Work item A – Rewrite the paragraph of the research overview that begins "Cells employ multiple levels" as a shorter version or a list, keeping its main facts.
Work item B – According to the research overview, which team will develop chemical catalysts to introduce neo-PTMs into histone in live cells?
Work item C – Continue the research overview after its last sentence.

Extract provided –

[Start of section]

Research

One of the most important PTMs is those of histone proteins, which associate with DNA in the cellular nucleus. The histone PTM network regulates chromatin structure/functions to control gene expression. The team of Dr. Yamatsugu (A01) will develop chemical catalysts to introduce neo-PTMs into histone in live cells, and try to understand the newly created in-cell chemical network.

Cells employ multiple levels of regulation, including modifications of genome (DNA), transcriptome (RNA), proteome (proteins), and metabolome (metabolites). Many of these hierarchical networks are synergistically regulated by enzyme-catalyzed reactions, and disrupting the network is closely associated with diseases. Although many of small molecule drugs enable to control the specific post-transcriptional modification of interest, understanding how the small molecules influence the complex network has been largely unclear. The team of Dr. Sohtome (A02) will develop the chemical methodology to analyze the synergistic changes of the chemical modifications induced by small molecules (endogenous cofactor mimics and enzyme inhibitors).

[End of section]

Data section –
[Start of section]

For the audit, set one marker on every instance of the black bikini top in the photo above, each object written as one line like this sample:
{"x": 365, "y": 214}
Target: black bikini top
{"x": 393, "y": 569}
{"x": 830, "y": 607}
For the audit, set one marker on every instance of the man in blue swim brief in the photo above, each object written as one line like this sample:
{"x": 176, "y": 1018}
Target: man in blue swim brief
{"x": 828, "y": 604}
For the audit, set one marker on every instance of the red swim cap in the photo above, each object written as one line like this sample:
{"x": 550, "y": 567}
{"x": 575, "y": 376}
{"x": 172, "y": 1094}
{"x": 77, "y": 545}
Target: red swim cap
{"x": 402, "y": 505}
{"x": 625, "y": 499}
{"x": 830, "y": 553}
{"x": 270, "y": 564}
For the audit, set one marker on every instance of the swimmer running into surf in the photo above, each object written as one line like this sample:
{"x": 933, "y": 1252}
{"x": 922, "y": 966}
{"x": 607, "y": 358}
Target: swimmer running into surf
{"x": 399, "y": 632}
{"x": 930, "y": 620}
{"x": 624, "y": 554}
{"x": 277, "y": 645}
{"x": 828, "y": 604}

[End of section]

Response A –
- Cells regulate themselves at several levels by modifying the genome (DNA), transcriptome (RNA), proteome (proteins), and metabolome (metabolites).
- Many of these hierarchical networks are synergistically regulated by enzyme-catalyzed reactions, and disrupting them is closely linked to disease.
- Small molecule drugs can control a specific post-transcriptional modification, but how they affect the complex network has been largely unclear.
- Dr. Sohtome's team (A02) will develop chemical methods to analyze the synergistic changes in chemical modifications caused by small molecules such as endogenous cofactor mimics and enzyme inhibitors.

Response B – The team of Dr. Yamatsugu (A01).

Response C –
Current research has focused on deepening our understanding of PTMs that organisms have in nature, and thus remain to be uncovered about the biological functions of neo-PTMs that do not exist in nature. Therefore, the team of Dr. Shimazu (A03) will focus on neo-PTMs that can be introduced chemically (A01) or enzymatically (A02), and investigate new functions of neo-PTMs in cells and animals. The team aims to comprehensively understand various life functions from biochemistry, cell biology, and molecular biology perspectives.